> **Point-per-instance localization data**
========
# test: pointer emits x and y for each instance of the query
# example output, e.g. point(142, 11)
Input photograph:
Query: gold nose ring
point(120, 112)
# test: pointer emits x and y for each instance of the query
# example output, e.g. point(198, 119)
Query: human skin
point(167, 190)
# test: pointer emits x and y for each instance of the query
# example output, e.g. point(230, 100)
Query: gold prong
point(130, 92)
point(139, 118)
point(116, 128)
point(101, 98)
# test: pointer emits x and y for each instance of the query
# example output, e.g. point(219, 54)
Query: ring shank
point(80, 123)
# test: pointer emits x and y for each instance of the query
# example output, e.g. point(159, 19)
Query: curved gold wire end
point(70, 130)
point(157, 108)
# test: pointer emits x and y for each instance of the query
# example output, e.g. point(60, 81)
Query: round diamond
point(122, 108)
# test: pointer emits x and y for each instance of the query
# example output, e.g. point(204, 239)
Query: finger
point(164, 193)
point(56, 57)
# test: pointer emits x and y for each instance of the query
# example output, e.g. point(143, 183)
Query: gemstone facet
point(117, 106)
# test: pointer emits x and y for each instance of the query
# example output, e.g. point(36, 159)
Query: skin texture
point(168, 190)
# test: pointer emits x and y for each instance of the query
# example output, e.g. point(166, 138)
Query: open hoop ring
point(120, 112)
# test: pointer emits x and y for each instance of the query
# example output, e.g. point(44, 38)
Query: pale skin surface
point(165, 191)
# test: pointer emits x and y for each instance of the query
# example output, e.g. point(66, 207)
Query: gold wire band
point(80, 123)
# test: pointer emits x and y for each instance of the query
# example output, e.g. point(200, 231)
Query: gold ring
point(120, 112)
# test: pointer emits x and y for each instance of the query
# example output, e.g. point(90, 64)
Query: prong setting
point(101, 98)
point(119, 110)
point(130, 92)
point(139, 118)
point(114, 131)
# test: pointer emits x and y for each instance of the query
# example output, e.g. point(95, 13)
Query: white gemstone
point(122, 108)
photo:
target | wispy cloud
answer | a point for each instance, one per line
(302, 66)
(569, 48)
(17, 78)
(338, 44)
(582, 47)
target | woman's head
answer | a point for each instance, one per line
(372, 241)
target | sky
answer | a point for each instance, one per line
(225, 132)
========
> **EXERCISE GOAL**
Show the data once more, exactly as it was written.

> **YOUR RESPONSE**
# test: pointer emits x and y for each instance of the query
# example output, e.g. point(142, 11)
Input photograph:
Query: gold nose ring
point(120, 112)
# test: pointer emits x and y for each instance of the query
# example output, e.g. point(198, 119)
Query: human skin
point(167, 190)
# test: pointer emits x and y for each instance of the query
# example output, e.g. point(230, 100)
Query: gold prong
point(130, 92)
point(139, 118)
point(116, 128)
point(101, 98)
# test: pointer emits x and y for each instance of the query
# example output, e.g. point(219, 54)
Query: ring shank
point(80, 123)
# test: pointer emits x and y for each instance of the query
# example output, e.g. point(159, 19)
Query: curved gold wire end
point(70, 130)
point(157, 108)
# test: pointer emits x and y for each instance of the query
# example output, e.g. point(60, 81)
Query: round diamond
point(122, 108)
# test: pointer emits x and y for each instance of the query
# example output, e.g. point(204, 239)
Query: finger
point(164, 193)
point(56, 57)
# test: pointer emits x and y for each instance of the query
# example output, e.g. point(143, 183)
Query: gemstone facet
point(117, 106)
# test: pointer emits x and y for each instance of the query
# example output, e.g. point(36, 159)
Query: skin texture
point(168, 190)
# test: pointer emits x and y for each instance of the query
# example output, e.g. point(166, 138)
Query: open hoop ring
point(120, 112)
# test: pointer emits x and y for each instance of the query
# example output, e.g. point(44, 38)
Query: pale skin surface
point(165, 191)
# test: pointer emits x and y for each instance of the query
# example output, e.g. point(66, 207)
Query: gold wire band
point(80, 123)
# test: pointer emits x and y for each instance of the query
# example output, e.g. point(200, 231)
Query: gold ring
point(120, 112)
# test: pointer emits x and y for each instance of the query
# example output, e.g. point(90, 64)
Query: prong setting
point(101, 98)
point(119, 110)
point(130, 92)
point(139, 118)
point(114, 131)
# test: pointer emits x and y for each instance of the query
# example output, e.g. point(95, 13)
Query: white gemstone
point(122, 108)
photo:
target | wispy cloud
answer | a point for each instance, one per line
(302, 66)
(569, 48)
(17, 78)
(338, 44)
(582, 47)
target | woman's head
answer | a point for each instance, one per line
(372, 241)
target | sky
answer | a point for each instance, one per line
(225, 132)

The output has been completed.